> **Provided material**
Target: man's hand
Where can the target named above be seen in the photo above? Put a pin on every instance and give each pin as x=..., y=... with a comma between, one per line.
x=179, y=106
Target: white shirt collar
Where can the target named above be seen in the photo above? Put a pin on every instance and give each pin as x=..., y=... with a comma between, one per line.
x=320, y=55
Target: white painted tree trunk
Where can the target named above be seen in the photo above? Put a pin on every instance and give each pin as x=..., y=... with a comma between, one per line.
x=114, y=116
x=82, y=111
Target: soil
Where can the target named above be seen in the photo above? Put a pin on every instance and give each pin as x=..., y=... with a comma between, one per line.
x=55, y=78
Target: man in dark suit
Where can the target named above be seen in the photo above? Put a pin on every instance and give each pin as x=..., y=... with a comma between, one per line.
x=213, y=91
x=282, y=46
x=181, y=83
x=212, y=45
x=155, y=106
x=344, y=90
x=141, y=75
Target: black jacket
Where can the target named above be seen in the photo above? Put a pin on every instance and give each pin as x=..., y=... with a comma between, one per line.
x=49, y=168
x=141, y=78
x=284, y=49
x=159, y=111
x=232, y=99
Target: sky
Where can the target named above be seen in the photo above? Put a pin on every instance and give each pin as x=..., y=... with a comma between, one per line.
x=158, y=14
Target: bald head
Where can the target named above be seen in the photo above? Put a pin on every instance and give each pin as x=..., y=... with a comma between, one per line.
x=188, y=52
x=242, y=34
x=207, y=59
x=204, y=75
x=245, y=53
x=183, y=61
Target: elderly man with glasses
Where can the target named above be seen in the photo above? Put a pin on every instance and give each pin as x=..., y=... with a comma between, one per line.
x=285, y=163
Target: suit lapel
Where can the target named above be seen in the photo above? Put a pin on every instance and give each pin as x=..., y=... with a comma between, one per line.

> **Instructions to follow**
Copy out every one of the lines above word for word, with no changes.

> **In response**
Target: man's hand
Where can the target named above be seen in the photo above? Put a pin on every instance and give each pin as x=..., y=... with a comma between, one per line.
x=179, y=106
Target: white shirt collar
Where can the target named above be seen in the photo above? Put a pin on every instance and give each pin as x=..., y=... with a comma between, one per line.
x=320, y=55
Target: white painted tree trunk
Where can the target named above be seen in the photo above? Put a pin on every instance and give each pin as x=..., y=... with a comma between, one per line.
x=114, y=116
x=82, y=111
Target: soil
Where can the target named above be seen in the photo above? Put a pin on every instance and give each pin as x=..., y=... with a comma between, one per line.
x=55, y=78
Target: man in dark suit
Where can the target named above be seen in the photo above? Put a pin on every instance and give each pin as x=..., y=... with a comma between, one per line.
x=213, y=91
x=282, y=46
x=181, y=83
x=212, y=45
x=155, y=106
x=344, y=90
x=141, y=75
Target: black jacket
Where can the target named above be seen in the photo above? Put a pin on every instance and give each pin as x=..., y=... with a comma between, one per line.
x=49, y=168
x=141, y=78
x=284, y=49
x=159, y=111
x=232, y=99
Target: sky
Where can the target named above be seen in the photo above? Put a pin on every instance and give each pin as x=..., y=... with a comma between, one per line.
x=158, y=14
Target: bald head
Where can the target named above be seen in the photo above? Put a pin on every instance and give each pin as x=..., y=... with a comma between, one per line.
x=188, y=52
x=242, y=34
x=207, y=59
x=204, y=75
x=245, y=53
x=183, y=61
Target: elderly man with glasses
Where can the target named above be seen in the photo above? Put a pin on every instance and give each pin as x=..., y=... with a comma between, one per line.
x=285, y=163
Target: suit lapel
Where can the target named above be seen in the photo above? Put a pin on every instance and give each pin as x=..., y=... with a comma between, one per line.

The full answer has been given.